## TEXTO DEL DOCUMENTO
No hay una sola filosofía de gobierno y los votantes, al elegir a un gobernante, favorecen maneras distintas de encarar los retos del desarrollo con distintas visiones y modelos como objetivos de largo alcance. En contraste, en lo más elemental, hay una sola forma de crear condiciones para que la vida cotidiana sea posible. Eso no quiere decir que la provisión de algún servicio (como el agua) deba ser pública o privada, sino que debe existir suficiente agua a un costo competitivo para que toda la población esté satisfecha. Lo mismo con todos los demás factores indispensables para la vida cotidiana.

En un plano más elevado, uno de los elementos clave de la función gubernamental en el proceso de crear condiciones para el progreso y la prosperidad es la creación de lo que los economistas llaman “bienes púbicos,” es decir, servicios que sirvan a toda la sociedad y que son necesarios para su desarrollo, como seguridad, educación, conocimiento, infraestructura, legalidad y salud. Ningún país puede prosperar en ausencia de estos factores.

En este contexto, uno no puede más que preguntarse cuál es la lógica de suspender la provisión de información estadística sobre justicia o educación, dos obvios bienes públicos, por parte de la entidad gubernamental dedicada a ese propósito, el INEGI. La única explicación posible es que el gobierno considera que menor información permite un mayor control de la población. Si uno extiende esta lógica a los recortes presupuestales que ha experimentado el sector salud, el desarrollo científico y la infraestructura en general, uno no puede más que concluir que el cambio que encabeza la 4T no implica el desarrollo del país, sino la sumisión de la población. Si a eso se agregan los ataques sistemáticos al poder judicial, especialmente a la Suprema Corte de Justicia, al INAI y a instituciones como la UNAM, el proyecto acaba siendo transparente.

## DATOS ALMACENADOS
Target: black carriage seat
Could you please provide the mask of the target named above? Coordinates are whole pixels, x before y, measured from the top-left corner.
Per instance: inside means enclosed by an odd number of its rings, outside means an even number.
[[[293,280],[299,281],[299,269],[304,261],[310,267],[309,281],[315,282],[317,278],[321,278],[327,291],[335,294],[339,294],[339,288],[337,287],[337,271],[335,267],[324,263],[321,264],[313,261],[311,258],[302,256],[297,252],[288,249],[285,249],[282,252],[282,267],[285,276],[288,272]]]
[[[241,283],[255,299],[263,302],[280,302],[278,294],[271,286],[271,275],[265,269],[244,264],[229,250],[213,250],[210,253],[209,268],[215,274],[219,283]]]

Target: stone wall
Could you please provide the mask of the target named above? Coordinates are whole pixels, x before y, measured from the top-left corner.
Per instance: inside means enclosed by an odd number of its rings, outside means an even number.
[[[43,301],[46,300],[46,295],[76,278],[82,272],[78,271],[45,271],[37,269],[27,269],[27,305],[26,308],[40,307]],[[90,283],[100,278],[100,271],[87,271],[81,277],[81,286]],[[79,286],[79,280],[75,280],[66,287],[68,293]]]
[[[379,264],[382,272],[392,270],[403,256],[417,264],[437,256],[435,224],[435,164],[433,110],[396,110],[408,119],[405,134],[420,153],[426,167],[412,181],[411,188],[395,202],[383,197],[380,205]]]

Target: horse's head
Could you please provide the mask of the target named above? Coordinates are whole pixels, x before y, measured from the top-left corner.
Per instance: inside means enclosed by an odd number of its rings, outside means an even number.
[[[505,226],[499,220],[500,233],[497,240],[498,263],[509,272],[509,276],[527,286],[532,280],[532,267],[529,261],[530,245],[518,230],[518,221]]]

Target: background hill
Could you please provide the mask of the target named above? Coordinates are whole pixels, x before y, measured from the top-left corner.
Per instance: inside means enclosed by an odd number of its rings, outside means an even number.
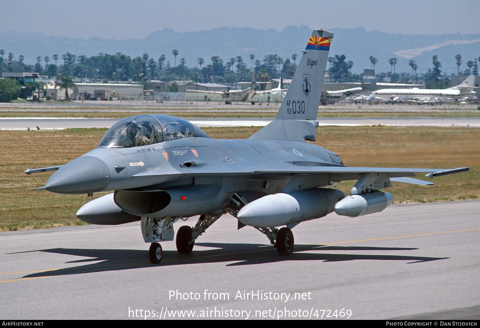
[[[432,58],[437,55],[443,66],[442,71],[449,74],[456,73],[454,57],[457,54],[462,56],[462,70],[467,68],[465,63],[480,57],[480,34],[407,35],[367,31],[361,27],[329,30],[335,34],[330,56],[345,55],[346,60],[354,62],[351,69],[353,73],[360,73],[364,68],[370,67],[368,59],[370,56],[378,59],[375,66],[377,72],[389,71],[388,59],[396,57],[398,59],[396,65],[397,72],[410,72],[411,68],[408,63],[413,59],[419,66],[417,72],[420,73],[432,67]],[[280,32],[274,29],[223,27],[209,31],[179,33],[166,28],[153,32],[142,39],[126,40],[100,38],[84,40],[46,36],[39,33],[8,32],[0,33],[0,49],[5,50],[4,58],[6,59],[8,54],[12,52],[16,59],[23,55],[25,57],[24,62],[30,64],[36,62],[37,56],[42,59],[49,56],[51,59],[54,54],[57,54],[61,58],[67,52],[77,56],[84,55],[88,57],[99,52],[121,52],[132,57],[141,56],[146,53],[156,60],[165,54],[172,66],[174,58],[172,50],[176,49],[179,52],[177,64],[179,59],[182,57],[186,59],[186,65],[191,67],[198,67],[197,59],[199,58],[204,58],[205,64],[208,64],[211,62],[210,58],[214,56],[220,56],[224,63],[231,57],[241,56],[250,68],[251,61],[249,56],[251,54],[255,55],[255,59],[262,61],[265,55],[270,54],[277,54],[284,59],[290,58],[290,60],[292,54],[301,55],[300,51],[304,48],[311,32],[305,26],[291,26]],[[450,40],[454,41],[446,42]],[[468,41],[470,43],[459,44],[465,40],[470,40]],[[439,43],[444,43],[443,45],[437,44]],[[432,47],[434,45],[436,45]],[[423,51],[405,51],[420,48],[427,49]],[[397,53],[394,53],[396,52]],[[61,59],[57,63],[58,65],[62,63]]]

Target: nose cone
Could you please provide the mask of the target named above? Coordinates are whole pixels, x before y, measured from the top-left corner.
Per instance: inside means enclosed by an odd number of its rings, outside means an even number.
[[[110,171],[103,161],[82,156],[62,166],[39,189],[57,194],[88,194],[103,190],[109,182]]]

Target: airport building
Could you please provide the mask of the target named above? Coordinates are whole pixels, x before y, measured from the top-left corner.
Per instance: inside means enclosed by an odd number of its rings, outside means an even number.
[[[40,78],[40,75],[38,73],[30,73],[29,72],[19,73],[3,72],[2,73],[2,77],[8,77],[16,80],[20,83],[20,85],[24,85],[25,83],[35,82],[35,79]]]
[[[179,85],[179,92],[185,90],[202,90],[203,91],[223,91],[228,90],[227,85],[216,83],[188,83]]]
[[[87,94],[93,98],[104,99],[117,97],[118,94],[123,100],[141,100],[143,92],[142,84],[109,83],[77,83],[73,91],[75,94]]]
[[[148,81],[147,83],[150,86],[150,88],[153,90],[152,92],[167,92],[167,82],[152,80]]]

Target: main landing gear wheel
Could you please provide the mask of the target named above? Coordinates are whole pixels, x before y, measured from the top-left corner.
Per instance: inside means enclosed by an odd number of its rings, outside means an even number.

## TAREA REQUERIDA
Responde las siguientes preguntas a partir del texto sobre la función del gobierno.
1. ¿Qué servicio pone el texto como ejemplo al decir que su provisión no tiene que ser necesariamente pública o privada?
2. ¿Qué servicios menciona el texto como ejemplos de los que sirven a toda la sociedad y son necesarios para su desarrollo?
3. ¿Qué entidad gubernamental señala el texto como la dedicada a proveer información estadística?

## RESPUESTA FINAL
1. El agua.
2. Seguridad, educación, conocimiento, infraestructura, legalidad y salud.
3. El INEGI.